Records from a data collection:

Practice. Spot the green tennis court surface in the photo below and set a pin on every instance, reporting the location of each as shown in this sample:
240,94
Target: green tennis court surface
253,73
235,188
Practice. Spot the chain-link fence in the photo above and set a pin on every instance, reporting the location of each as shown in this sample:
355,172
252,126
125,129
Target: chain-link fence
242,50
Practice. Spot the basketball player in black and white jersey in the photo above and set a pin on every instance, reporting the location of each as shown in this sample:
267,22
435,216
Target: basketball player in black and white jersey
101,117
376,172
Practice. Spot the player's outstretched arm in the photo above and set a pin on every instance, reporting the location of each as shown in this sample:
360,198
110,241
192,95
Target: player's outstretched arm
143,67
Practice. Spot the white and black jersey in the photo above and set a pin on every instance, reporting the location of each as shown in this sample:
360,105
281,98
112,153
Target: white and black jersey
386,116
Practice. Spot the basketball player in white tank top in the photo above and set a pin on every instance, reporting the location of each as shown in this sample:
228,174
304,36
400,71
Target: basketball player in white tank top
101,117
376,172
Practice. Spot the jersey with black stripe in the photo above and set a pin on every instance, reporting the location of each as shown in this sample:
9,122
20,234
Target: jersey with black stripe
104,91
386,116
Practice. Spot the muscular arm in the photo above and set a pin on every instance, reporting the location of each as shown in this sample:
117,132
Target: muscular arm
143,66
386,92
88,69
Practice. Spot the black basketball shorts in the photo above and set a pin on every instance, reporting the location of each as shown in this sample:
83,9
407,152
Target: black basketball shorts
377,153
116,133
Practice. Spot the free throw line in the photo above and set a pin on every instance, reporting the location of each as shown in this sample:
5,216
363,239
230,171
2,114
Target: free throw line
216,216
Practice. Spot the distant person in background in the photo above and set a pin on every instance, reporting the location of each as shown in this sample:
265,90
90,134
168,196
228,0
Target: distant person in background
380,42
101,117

EXERCISE TASK:
Render every line of the records above as a JSON list of strings, one string per line, leaving out any blank lines.

SOLUTION BELOW:
[
  "Practice. Spot the green tennis court surface in the photo below and set a pin on every instance, reporting the location of each as shown in this sample:",
  "240,94",
  "Target: green tennis court surface",
  "253,73",
  "235,188",
  "Practice. Spot the chain-link fence in the photo above and set a pin on every instance, reporting the location of each as shown in this sample:",
  "355,172",
  "252,126",
  "125,129",
  "Target: chain-link fence",
  "242,50",
  "Practice. Spot the basketball player in black and white jersey in the photo above and set a pin on every instance, reporting the location of each as shown in this sample:",
  "267,22",
  "435,216",
  "Target: basketball player in black and white jersey",
  "101,117",
  "376,172",
  "Practice. Spot the player's outstretched arm in the photo above and set a pin on every instance, reporting the location of each as shown in this sample:",
  "360,198",
  "110,241",
  "192,95",
  "Target: player's outstretched arm",
  "143,67",
  "Practice. Spot the white and black jersey in the photo above and set a pin on every instance, reporting the location of each as shown in this sample:",
  "360,105",
  "281,98",
  "112,153",
  "Target: white and black jersey",
  "386,116",
  "Practice. Spot the basketball player in white tank top in the photo above and set a pin on every instance, reporting the location of each as shown in this sample:",
  "228,174",
  "304,36",
  "400,71",
  "Target: basketball player in white tank top",
  "101,117",
  "376,172",
  "Practice. Spot the jersey with black stripe in the photo above and set a pin on every instance, reporting the location of each as shown in this sample:",
  "9,122",
  "20,234",
  "Target: jersey with black stripe",
  "104,91",
  "386,116",
  "Practice. Spot the muscular arm in the photo above and set a pin on every instance, reporting the location of each as shown in this sample:",
  "117,132",
  "Target: muscular arm",
  "143,66",
  "386,92",
  "88,69",
  "Practice. Spot the black basketball shorts in the photo above and set a pin on every instance, reporting the location of each as shown in this sample:",
  "83,9",
  "407,152",
  "Target: black basketball shorts",
  "377,153",
  "116,133",
  "Practice. Spot the free throw line in the photo above and set a pin on every instance, reporting the location of each as shown in this sample:",
  "5,216",
  "363,239",
  "230,171",
  "2,114",
  "Target: free throw line",
  "216,216",
  "Practice. Spot the distant person in background in the photo above and set a pin on every instance, reporting the location of each as shown in this sample:",
  "265,90",
  "90,134",
  "168,196",
  "228,0",
  "Target: distant person in background",
  "380,42",
  "101,117"
]